Rewrite each line of the listing below as a numbered list, leaving out blank lines and the pictures.

[Data items]
....
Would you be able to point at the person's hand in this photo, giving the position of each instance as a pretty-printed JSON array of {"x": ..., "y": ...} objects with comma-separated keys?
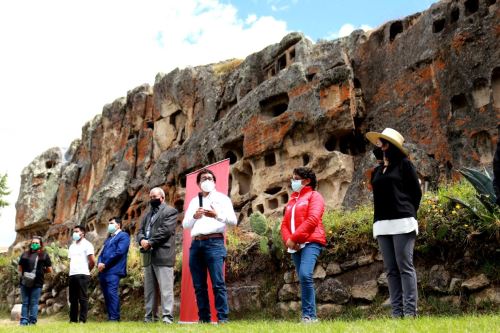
[
  {"x": 210, "y": 212},
  {"x": 292, "y": 245},
  {"x": 199, "y": 213},
  {"x": 145, "y": 244}
]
....
RESULT OF THIS TASK
1. Would you be able to point at the person's hand in this photo, giving the position of each instance as a pretty-printed JSON array of {"x": ..., "y": ...} objects with comma-separated keys?
2. [
3.   {"x": 210, "y": 212},
4.   {"x": 292, "y": 245},
5.   {"x": 199, "y": 213},
6.   {"x": 145, "y": 244}
7. ]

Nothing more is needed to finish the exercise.